→ Fragmento del texto:
Hasta hace poco más de 200 años el mundo era guiado por la lógica maltusiana. Las mejoras en productividad eran absorbidas por mayor población y con ello el ingreso per cápita casi no variaba. El descubrimiento de las herramientas y el fuego hicieron que la población mundial pasara de 100 mil habitantes a 3 mil millones, en el intervalo que va desde mil millones de años antes de Cristo a 10.000 a. C. La invención de la agricultura y el riego produjeron un nuevo salto en la población que para el año 1.000 d. C. ascendía a 250 mil millones. A su vez, la segunda revolución agrícola aceleró el crecimiento de la población hasta alcanzar los 800 mil milones de personas a mediados del siglo XVIII.
Luego de ello, las mejoras en la nutrición, en la medicina y en las condiciones de vida generaron una fuerte caída en la tasa de mortalidad, que al no modificarse la natalidad, resultó en un aumento en el crecimiento de la población y de la expectativa de vida. Estas mejoras no sólo incrementaron la fuerza laboral en un 25%, sino que además la calidad del esfuerzo mejoró en un 56%, por lo que la mayor población fue acompañada por un producto 95% mayor (Fogel). Así, el mundo pasaba de la primera etapa de la transición demográfica (tasas de natalidad y mortalidad elevadas) a la segunda. Para el año 1800, la población mundial superaba los mil millones de personas, lo cual, sumado a su densidad y a los conocimientos acumulados derivó en la Revolución Industrial.
Estas mejoras en el ingreso, en la expectativa de vida y el crecimiento de la población dieron lugar a la primera fase del bono demográfico, donde la producción es impulsada por el aumento de la cantidad de trabajadores en edad productiva. Al mismo tiempo, las mejoras tecnológicas no sólo generaron mayores ingresos, sino que además incrementaron el costo de oportunidad de traer hijos al mundo, lo cual redujo la tasa de natalidad (3° Fase de la TD). A su vez, mientras bajaba la tasa de dependencia se gestaba una mayor tasa de ahorro, que al transformarse en inversión aceleró el crecimiento, lo cual permitió al mundo ganar el segundo bono demográfico. Naturalmente, este proceso es finito y el mismo culmina cuando la población queda constante (4° Fase de la TD).

→ Entradas proporcionadas:
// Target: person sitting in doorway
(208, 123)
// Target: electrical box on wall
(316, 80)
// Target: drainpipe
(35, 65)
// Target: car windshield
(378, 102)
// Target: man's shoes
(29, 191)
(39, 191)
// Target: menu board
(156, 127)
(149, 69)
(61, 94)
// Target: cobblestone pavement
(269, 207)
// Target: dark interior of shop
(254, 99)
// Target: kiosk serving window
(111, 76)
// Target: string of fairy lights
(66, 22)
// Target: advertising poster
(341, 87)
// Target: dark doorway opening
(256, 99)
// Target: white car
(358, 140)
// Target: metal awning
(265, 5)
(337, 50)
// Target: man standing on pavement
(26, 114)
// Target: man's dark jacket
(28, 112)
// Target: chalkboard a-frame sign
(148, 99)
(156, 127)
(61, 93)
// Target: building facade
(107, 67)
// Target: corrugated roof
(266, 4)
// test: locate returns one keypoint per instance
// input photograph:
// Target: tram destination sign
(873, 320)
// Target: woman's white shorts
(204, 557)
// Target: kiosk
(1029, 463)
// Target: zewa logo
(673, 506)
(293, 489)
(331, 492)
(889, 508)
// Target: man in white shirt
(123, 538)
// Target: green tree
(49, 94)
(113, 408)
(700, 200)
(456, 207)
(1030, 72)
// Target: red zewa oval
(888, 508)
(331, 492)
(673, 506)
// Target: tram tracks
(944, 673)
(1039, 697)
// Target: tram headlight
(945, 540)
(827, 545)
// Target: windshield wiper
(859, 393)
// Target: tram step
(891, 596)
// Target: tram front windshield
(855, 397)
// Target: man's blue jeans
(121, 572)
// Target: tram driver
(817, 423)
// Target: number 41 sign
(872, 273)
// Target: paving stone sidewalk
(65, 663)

→ Instrucciones de la tarea: Según el texto sobre la transición demográfica, ¿en qué momento culmina el proceso que permitió al mundo ganar el segundo bono demográfico? Las entradas no tienen ningún papel aquí.

→ Resultado del ejercicio: Culmina cuando la población queda constante, en la cuarta fase de la transición demográfica.